**Selected excerpt:**
---
On 7 May 1965 Williamson led the 173rd Airborne Brigade in its deployment to South Vietnam, becoming the first major US Army ground combat unit to deploy there. The 173rd was originally assigned to protect Bien Hoa Air Base and the base area at Vung Tau. On arrival at Bien Hoa the 173rd trained in airmobile warfare using the 3 UH-1 helicopters assigned to the Brigade. In mid-May the 173rd commenced combat operations against the Viet Cong. In June Williamson assumed control of the newly arrived 1st Battalion, Royal Australian Regiment and the 161st Battery, Royal New Zealand Artillery.

From 28 June to 2 August the 173rd conducted a sweep operation near the Rung Sat Special Zone which failed to locate any Viet Cong. This operation prompted Associated Press correspondent Peter Arnett to write a story stating "There appeared to be a chain reaction of mistakes that decreed success virtually impossible even before the operation got fully underway. Many observers feel that the U.S. high command may be embarked on a strategy that brought failure to Vietnamese forces before and could bring failure to U.S. forces now." According to Arnett this story infuriated Williamson who summoned him to his headquarters for a dressing down where he reports Williamson stating that "Don't you know that the VC are cowards, they fight only at night and when we catch a bunch of them together they run away" and he urged Arnett to "get on the team" reporting positively on U.S. actions.

In October 1965, the 173rd launched Operation 25-65 in the Iron Triangle which resulted in little action. Williamson stated that "the Iron Triangle has been... for all practical purposes destroyed". He also claimed that the operation proved that American forces could "go and stay anywhere and anytime in Vietnam".
---
(Source records)
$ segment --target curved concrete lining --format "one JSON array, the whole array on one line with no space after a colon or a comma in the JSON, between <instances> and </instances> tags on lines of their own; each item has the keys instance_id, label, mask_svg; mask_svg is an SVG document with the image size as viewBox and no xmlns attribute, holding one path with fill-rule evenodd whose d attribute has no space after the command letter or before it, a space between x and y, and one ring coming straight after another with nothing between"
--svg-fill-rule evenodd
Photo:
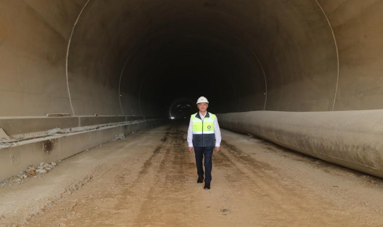
<instances>
[{"instance_id":1,"label":"curved concrete lining","mask_svg":"<svg viewBox=\"0 0 383 227\"><path fill-rule=\"evenodd\" d=\"M383 178L383 110L251 111L219 115L220 125Z\"/></svg>"},{"instance_id":2,"label":"curved concrete lining","mask_svg":"<svg viewBox=\"0 0 383 227\"><path fill-rule=\"evenodd\" d=\"M0 1L0 117L167 118L201 95L217 114L383 109L382 12L373 0Z\"/></svg>"}]
</instances>

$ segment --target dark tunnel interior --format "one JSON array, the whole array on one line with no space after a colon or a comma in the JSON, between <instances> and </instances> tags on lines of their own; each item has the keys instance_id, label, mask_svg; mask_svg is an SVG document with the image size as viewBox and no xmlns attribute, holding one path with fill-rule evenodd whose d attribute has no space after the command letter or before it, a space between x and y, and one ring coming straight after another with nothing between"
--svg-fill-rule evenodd
<instances>
[{"instance_id":1,"label":"dark tunnel interior","mask_svg":"<svg viewBox=\"0 0 383 227\"><path fill-rule=\"evenodd\" d=\"M266 93L257 90L262 87L257 84L265 82L256 75L254 56L229 33L200 26L171 28L142 45L140 51L147 53L135 66L142 76L132 85L139 86L135 89L140 100L154 103L145 108L166 116L176 102L191 106L187 108L191 114L197 109L197 99L205 96L210 103L210 111L256 110L257 106L241 106L240 102L241 97ZM131 86L126 89L135 88ZM181 100L183 102L179 102Z\"/></svg>"}]
</instances>

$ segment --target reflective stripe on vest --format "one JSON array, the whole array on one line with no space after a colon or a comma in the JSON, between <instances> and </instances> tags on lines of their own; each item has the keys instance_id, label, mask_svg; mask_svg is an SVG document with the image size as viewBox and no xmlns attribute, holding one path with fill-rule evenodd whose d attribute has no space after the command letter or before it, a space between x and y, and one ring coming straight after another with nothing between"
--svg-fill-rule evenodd
<instances>
[{"instance_id":1,"label":"reflective stripe on vest","mask_svg":"<svg viewBox=\"0 0 383 227\"><path fill-rule=\"evenodd\" d=\"M213 124L216 116L209 113L209 117L205 117L204 121L196 117L196 115L191 115L191 121L193 122L194 134L211 134L214 133L214 126Z\"/></svg>"}]
</instances>

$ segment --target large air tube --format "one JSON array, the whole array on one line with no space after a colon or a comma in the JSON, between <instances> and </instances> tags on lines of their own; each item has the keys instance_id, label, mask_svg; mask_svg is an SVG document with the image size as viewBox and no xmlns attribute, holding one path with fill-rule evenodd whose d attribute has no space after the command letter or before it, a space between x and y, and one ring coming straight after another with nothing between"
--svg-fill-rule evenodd
<instances>
[{"instance_id":1,"label":"large air tube","mask_svg":"<svg viewBox=\"0 0 383 227\"><path fill-rule=\"evenodd\" d=\"M383 178L383 110L256 111L219 115L218 120L222 128Z\"/></svg>"}]
</instances>

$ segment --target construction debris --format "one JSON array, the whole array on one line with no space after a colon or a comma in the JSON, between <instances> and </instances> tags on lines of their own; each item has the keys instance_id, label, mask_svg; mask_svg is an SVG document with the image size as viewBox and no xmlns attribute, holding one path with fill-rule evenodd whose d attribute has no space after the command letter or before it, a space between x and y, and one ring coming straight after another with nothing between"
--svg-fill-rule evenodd
<instances>
[{"instance_id":1,"label":"construction debris","mask_svg":"<svg viewBox=\"0 0 383 227\"><path fill-rule=\"evenodd\" d=\"M9 185L12 185L14 183L23 184L25 181L28 180L28 178L36 177L37 174L46 174L56 166L57 166L57 163L54 161L50 163L41 162L36 167L31 166L30 165L28 165L27 170L22 171L17 176L15 176L11 178L2 181L0 184L0 188L4 187L7 184Z\"/></svg>"}]
</instances>

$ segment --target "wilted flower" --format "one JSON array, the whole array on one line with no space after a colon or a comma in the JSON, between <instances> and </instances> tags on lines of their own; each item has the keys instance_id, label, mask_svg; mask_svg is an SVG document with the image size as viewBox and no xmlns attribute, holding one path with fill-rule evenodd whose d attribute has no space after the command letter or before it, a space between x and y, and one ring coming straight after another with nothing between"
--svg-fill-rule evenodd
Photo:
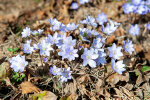
<instances>
[{"instance_id":1,"label":"wilted flower","mask_svg":"<svg viewBox=\"0 0 150 100\"><path fill-rule=\"evenodd\" d=\"M140 34L140 28L138 24L131 25L131 28L129 29L129 33L133 36Z\"/></svg>"},{"instance_id":2,"label":"wilted flower","mask_svg":"<svg viewBox=\"0 0 150 100\"><path fill-rule=\"evenodd\" d=\"M30 34L31 34L30 28L26 27L25 29L23 29L23 32L21 32L21 34L22 34L23 38L26 38L27 36L30 36Z\"/></svg>"},{"instance_id":3,"label":"wilted flower","mask_svg":"<svg viewBox=\"0 0 150 100\"><path fill-rule=\"evenodd\" d=\"M16 57L12 57L10 59L10 64L11 64L11 68L15 71L15 72L23 72L24 68L28 65L28 62L25 61L25 56L20 56L17 55Z\"/></svg>"},{"instance_id":4,"label":"wilted flower","mask_svg":"<svg viewBox=\"0 0 150 100\"><path fill-rule=\"evenodd\" d=\"M63 71L61 72L60 81L67 82L68 79L71 79L71 73L72 71L70 71L70 67L68 67L67 69L63 68Z\"/></svg>"},{"instance_id":5,"label":"wilted flower","mask_svg":"<svg viewBox=\"0 0 150 100\"><path fill-rule=\"evenodd\" d=\"M101 14L97 15L96 20L99 25L103 25L105 22L107 22L107 16L102 12Z\"/></svg>"},{"instance_id":6,"label":"wilted flower","mask_svg":"<svg viewBox=\"0 0 150 100\"><path fill-rule=\"evenodd\" d=\"M55 75L61 75L61 68L57 68L55 65L53 67L50 67L50 73Z\"/></svg>"},{"instance_id":7,"label":"wilted flower","mask_svg":"<svg viewBox=\"0 0 150 100\"><path fill-rule=\"evenodd\" d=\"M84 48L84 53L81 55L81 58L83 59L83 66L89 64L92 68L96 67L96 62L94 60L98 58L98 54L95 53L93 48L90 50Z\"/></svg>"},{"instance_id":8,"label":"wilted flower","mask_svg":"<svg viewBox=\"0 0 150 100\"><path fill-rule=\"evenodd\" d=\"M71 8L72 8L72 9L78 9L78 8L79 8L78 3L73 2L73 3L71 4Z\"/></svg>"},{"instance_id":9,"label":"wilted flower","mask_svg":"<svg viewBox=\"0 0 150 100\"><path fill-rule=\"evenodd\" d=\"M23 52L31 54L33 52L33 47L30 46L31 40L27 40L27 43L23 44Z\"/></svg>"},{"instance_id":10,"label":"wilted flower","mask_svg":"<svg viewBox=\"0 0 150 100\"><path fill-rule=\"evenodd\" d=\"M116 47L116 44L113 43L112 47L108 47L109 57L112 57L113 59L120 59L120 57L123 56L121 49L122 47Z\"/></svg>"},{"instance_id":11,"label":"wilted flower","mask_svg":"<svg viewBox=\"0 0 150 100\"><path fill-rule=\"evenodd\" d=\"M123 60L118 61L117 63L114 59L111 60L111 68L118 74L122 74L122 72L126 70L124 67L125 64L123 64Z\"/></svg>"},{"instance_id":12,"label":"wilted flower","mask_svg":"<svg viewBox=\"0 0 150 100\"><path fill-rule=\"evenodd\" d=\"M81 24L88 24L93 27L97 27L97 23L95 23L95 18L91 16L87 16L85 20L80 21Z\"/></svg>"},{"instance_id":13,"label":"wilted flower","mask_svg":"<svg viewBox=\"0 0 150 100\"><path fill-rule=\"evenodd\" d=\"M123 44L124 44L123 48L124 48L125 52L129 52L131 55L132 52L134 51L132 41L129 41L129 39L128 39L127 42L123 41Z\"/></svg>"},{"instance_id":14,"label":"wilted flower","mask_svg":"<svg viewBox=\"0 0 150 100\"><path fill-rule=\"evenodd\" d=\"M40 49L40 55L50 56L50 50L53 50L51 48L51 44L46 42L45 39L41 41L40 44L38 44L38 48Z\"/></svg>"}]
</instances>

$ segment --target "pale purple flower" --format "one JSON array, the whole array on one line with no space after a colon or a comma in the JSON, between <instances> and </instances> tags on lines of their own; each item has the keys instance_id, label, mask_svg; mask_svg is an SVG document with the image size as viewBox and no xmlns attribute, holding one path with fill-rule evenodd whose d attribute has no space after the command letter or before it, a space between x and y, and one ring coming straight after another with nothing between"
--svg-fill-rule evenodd
<instances>
[{"instance_id":1,"label":"pale purple flower","mask_svg":"<svg viewBox=\"0 0 150 100\"><path fill-rule=\"evenodd\" d=\"M69 23L69 24L67 24L66 28L68 31L73 31L73 30L77 29L78 26L79 26L79 24L75 25L74 23L72 23L72 24Z\"/></svg>"},{"instance_id":2,"label":"pale purple flower","mask_svg":"<svg viewBox=\"0 0 150 100\"><path fill-rule=\"evenodd\" d=\"M107 23L106 27L102 25L102 32L107 35L111 35L113 32L116 31L119 25L120 23L109 20L109 23Z\"/></svg>"},{"instance_id":3,"label":"pale purple flower","mask_svg":"<svg viewBox=\"0 0 150 100\"><path fill-rule=\"evenodd\" d=\"M127 40L127 42L123 41L123 48L124 48L125 52L129 52L130 55L134 51L132 41L129 41L129 39Z\"/></svg>"},{"instance_id":4,"label":"pale purple flower","mask_svg":"<svg viewBox=\"0 0 150 100\"><path fill-rule=\"evenodd\" d=\"M32 32L32 31L30 30L29 27L24 28L24 29L23 29L23 32L21 32L22 37L23 37L23 38L26 38L27 36L30 36L31 32Z\"/></svg>"},{"instance_id":5,"label":"pale purple flower","mask_svg":"<svg viewBox=\"0 0 150 100\"><path fill-rule=\"evenodd\" d=\"M139 5L141 4L142 0L132 0L133 5Z\"/></svg>"},{"instance_id":6,"label":"pale purple flower","mask_svg":"<svg viewBox=\"0 0 150 100\"><path fill-rule=\"evenodd\" d=\"M93 27L97 27L97 23L95 22L95 18L92 16L87 16L85 20L80 21L81 24L88 24Z\"/></svg>"},{"instance_id":7,"label":"pale purple flower","mask_svg":"<svg viewBox=\"0 0 150 100\"><path fill-rule=\"evenodd\" d=\"M63 43L67 47L75 46L76 39L72 39L72 36L69 36L69 37L66 37L66 39L64 39Z\"/></svg>"},{"instance_id":8,"label":"pale purple flower","mask_svg":"<svg viewBox=\"0 0 150 100\"><path fill-rule=\"evenodd\" d=\"M148 30L150 30L150 23L145 24L145 27L146 27Z\"/></svg>"},{"instance_id":9,"label":"pale purple flower","mask_svg":"<svg viewBox=\"0 0 150 100\"><path fill-rule=\"evenodd\" d=\"M50 67L50 73L55 75L61 75L61 68L57 68L55 65L53 67Z\"/></svg>"},{"instance_id":10,"label":"pale purple flower","mask_svg":"<svg viewBox=\"0 0 150 100\"><path fill-rule=\"evenodd\" d=\"M96 67L96 62L94 60L98 58L98 54L95 53L94 49L91 48L88 50L84 48L84 53L81 55L81 58L83 59L83 66L89 64L92 68Z\"/></svg>"},{"instance_id":11,"label":"pale purple flower","mask_svg":"<svg viewBox=\"0 0 150 100\"><path fill-rule=\"evenodd\" d=\"M79 0L79 3L80 4L85 4L85 3L88 3L90 0Z\"/></svg>"},{"instance_id":12,"label":"pale purple flower","mask_svg":"<svg viewBox=\"0 0 150 100\"><path fill-rule=\"evenodd\" d=\"M50 50L53 50L51 44L48 43L45 39L38 44L38 48L40 49L40 55L50 56Z\"/></svg>"},{"instance_id":13,"label":"pale purple flower","mask_svg":"<svg viewBox=\"0 0 150 100\"><path fill-rule=\"evenodd\" d=\"M20 56L17 55L16 57L12 57L10 59L10 67L15 71L15 72L23 72L24 68L28 65L28 62L25 61L25 56Z\"/></svg>"},{"instance_id":14,"label":"pale purple flower","mask_svg":"<svg viewBox=\"0 0 150 100\"><path fill-rule=\"evenodd\" d=\"M135 6L130 3L125 3L122 6L124 13L129 14L135 10Z\"/></svg>"},{"instance_id":15,"label":"pale purple flower","mask_svg":"<svg viewBox=\"0 0 150 100\"><path fill-rule=\"evenodd\" d=\"M124 68L125 64L123 64L123 60L115 62L114 59L111 60L111 68L117 72L118 74L122 74L126 69Z\"/></svg>"},{"instance_id":16,"label":"pale purple flower","mask_svg":"<svg viewBox=\"0 0 150 100\"><path fill-rule=\"evenodd\" d=\"M79 8L78 3L73 2L73 3L71 4L71 8L72 8L72 9L78 9L78 8Z\"/></svg>"},{"instance_id":17,"label":"pale purple flower","mask_svg":"<svg viewBox=\"0 0 150 100\"><path fill-rule=\"evenodd\" d=\"M121 52L122 47L117 47L115 43L113 43L112 47L108 47L109 57L113 59L120 59L123 56Z\"/></svg>"},{"instance_id":18,"label":"pale purple flower","mask_svg":"<svg viewBox=\"0 0 150 100\"><path fill-rule=\"evenodd\" d=\"M129 33L133 36L140 34L140 28L138 24L131 25L131 28L129 29Z\"/></svg>"},{"instance_id":19,"label":"pale purple flower","mask_svg":"<svg viewBox=\"0 0 150 100\"><path fill-rule=\"evenodd\" d=\"M57 44L59 42L59 37L58 37L58 33L55 32L53 36L48 35L47 41L53 45L53 44Z\"/></svg>"},{"instance_id":20,"label":"pale purple flower","mask_svg":"<svg viewBox=\"0 0 150 100\"><path fill-rule=\"evenodd\" d=\"M33 47L31 47L31 40L27 40L27 43L23 44L23 52L31 54L33 52Z\"/></svg>"},{"instance_id":21,"label":"pale purple flower","mask_svg":"<svg viewBox=\"0 0 150 100\"><path fill-rule=\"evenodd\" d=\"M105 15L103 12L98 14L96 21L99 23L99 25L103 25L105 22L107 22L107 15Z\"/></svg>"},{"instance_id":22,"label":"pale purple flower","mask_svg":"<svg viewBox=\"0 0 150 100\"><path fill-rule=\"evenodd\" d=\"M61 51L58 52L59 56L62 56L62 59L67 58L69 61L75 60L75 57L79 57L77 54L78 50L73 47L61 48Z\"/></svg>"},{"instance_id":23,"label":"pale purple flower","mask_svg":"<svg viewBox=\"0 0 150 100\"><path fill-rule=\"evenodd\" d=\"M72 73L72 71L70 71L70 67L68 67L67 69L63 68L63 71L61 72L60 81L67 82L68 79L72 78L71 73Z\"/></svg>"}]
</instances>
---
**Try it:**
Return the full text about Williamson and the 173rd Airborne Brigade in Vietnam, word for word. The source records play no part in what is asked here.

**Output of the exercise:**
On 7 May 1965 Williamson led the 173rd Airborne Brigade in its deployment to South Vietnam, becoming the first major US Army ground combat unit to deploy there. The 173rd was originally assigned to protect Bien Hoa Air Base and the base area at Vung Tau. On arrival at Bien Hoa the 173rd trained in airmobile warfare using the 3 UH-1 helicopters assigned to the Brigade. In mid-May the 173rd commenced combat operations against the Viet Cong. In June Williamson assumed control of the newly arrived 1st Battalion, Royal Australian Regiment and the 161st Battery, Royal New Zealand Artillery.

From 28 June to 2 August the 173rd conducted a sweep operation near the Rung Sat Special Zone which failed to locate any Viet Cong. This operation prompted Associated Press correspondent Peter Arnett to write a story stating "There appeared to be a chain reaction of mistakes that decreed success virtually impossible even before the operation got fully underway. Many observers feel that the U.S. high command may be embarked on a strategy that brought failure to Vietnamese forces before and could bring failure to U.S. forces now." According to Arnett this story infuriated Williamson who summoned him to his headquarters for a dressing down where he reports Williamson stating that "Don't you know that the VC are cowards, they fight only at night and when we catch a bunch of them together they run away" and he urged Arnett to "get on the team" reporting positively on U.S. actions.

In October 1965, the 173rd launched Operation 25-65 in the Iron Triangle which resulted in little action. Williamson stated that "the Iron Triangle has been... for all practical purposes destroyed". He also claimed that the operation proved that American forces could "go and stay anywhere and anytime in Vietnam".